EXCERPT TO READ
=== Begin Enclosure ===
By the end of March, Companion was stable. Not fast, not pretty, but stable. The monitoring was still htop and a shell script that checked if the process was alive.
April–May: Learning to Host Models
Ella trained her first LoRA in April on borrowed hardware. That's when we both realized the same thing: if we were going to do this seriously, we needed our own GPU compute.
May was spent evaluating options. Cloud GPU rentals were expensive and created a data dependency I wasn't comfortable with — the fine-tuning datasets for Tutor adapters are proprietary, and uploading them to a third-party GPU provider felt wrong. Dedicated hardware was the answer. I started pricing out cards and power supplies.
June–August: The Training Rig
I built the LoRA training rig in August. Two used RTX 3090s, an open-frame chassis, a power supply that could run a small server farm. I wrote about it in detail — the GPU selection logic, the power supply math, the thermal considerations. The short version: it works, it paid for itself in three weeks, and it looks like something from a cryptocurrency fever dream.
(Photo I'd include here: the training rig in August. Two GPUs on risers, a tangle of power cables, fans everywhere. It is not beautiful. It is functional.)
By the end of August, we could train Tutor subject adapters entirely in-house. The data stays on our hardware, the weights stay on our hardware. Sovereign compute, as the whiteboard said.
July: Tutor Announced
Ella announced Tutor in July. The architecture was the same DNA as Companion — RAG, subconscious, vector database — but specialized for learning. My job was making sure the adapter-swapping system worked in production: load a calculus adapter, unload it, load a creative writing adapter, all without restarting the inference server. vLLM with PEFT handles this now. In July it took some wrangling.
September–October: The Monitoring Stack
By October, Companion had been in production for eight months and Tutor was getting real traffic. The failure modes were no longer "does it work" but "when does it break and how fast do I find out."
I stood up the full monitoring stack: Prometheus for metrics, Grafana for dashboards, Loki for log aggregation. I instrumented every service — inference latency, GPU utilization, vector DB query times, error rates. The goal was simple: know about problems before users do.
=== End Enclosure ===
YOUR ASSIGNMENT
Please state which GPUs went into the training rig built in August, according to the excerpt above. This material has no connection to the excerpt.

[Point localization data]
=== Begin Enclosure ===
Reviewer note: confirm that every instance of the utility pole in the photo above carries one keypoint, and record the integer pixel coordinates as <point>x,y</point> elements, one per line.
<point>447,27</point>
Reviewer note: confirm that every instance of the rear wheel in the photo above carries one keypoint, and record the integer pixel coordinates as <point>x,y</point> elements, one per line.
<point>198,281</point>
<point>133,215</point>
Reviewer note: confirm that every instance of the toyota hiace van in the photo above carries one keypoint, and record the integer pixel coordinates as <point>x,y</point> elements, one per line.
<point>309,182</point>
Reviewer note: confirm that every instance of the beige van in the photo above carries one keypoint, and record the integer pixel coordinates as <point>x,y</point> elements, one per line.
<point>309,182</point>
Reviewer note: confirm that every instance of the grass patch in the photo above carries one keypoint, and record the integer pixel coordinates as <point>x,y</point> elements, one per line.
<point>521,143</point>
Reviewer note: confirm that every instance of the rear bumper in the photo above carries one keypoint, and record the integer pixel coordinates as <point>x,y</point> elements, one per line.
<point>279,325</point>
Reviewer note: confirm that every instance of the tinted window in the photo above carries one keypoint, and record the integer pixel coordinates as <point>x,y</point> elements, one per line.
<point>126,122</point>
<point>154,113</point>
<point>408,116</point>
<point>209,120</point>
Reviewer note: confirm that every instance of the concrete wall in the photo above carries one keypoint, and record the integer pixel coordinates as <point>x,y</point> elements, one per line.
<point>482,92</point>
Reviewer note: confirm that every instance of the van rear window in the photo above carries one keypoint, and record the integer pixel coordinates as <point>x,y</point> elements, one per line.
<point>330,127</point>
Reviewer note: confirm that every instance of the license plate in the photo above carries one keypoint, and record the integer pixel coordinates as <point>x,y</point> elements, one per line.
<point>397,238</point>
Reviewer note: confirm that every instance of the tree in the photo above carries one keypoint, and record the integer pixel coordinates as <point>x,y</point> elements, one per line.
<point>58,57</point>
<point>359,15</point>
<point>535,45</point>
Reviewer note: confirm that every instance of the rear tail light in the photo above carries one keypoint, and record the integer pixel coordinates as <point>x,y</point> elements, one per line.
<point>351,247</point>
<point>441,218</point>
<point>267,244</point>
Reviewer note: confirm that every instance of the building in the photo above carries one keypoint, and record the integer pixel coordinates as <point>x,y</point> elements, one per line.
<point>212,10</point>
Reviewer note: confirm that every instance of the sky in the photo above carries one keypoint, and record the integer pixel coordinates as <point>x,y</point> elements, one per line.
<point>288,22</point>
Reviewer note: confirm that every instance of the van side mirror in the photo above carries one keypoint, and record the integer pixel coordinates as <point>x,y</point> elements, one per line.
=== End Enclosure ===
EXERCISE ANSWER
Two used RTX 3090s.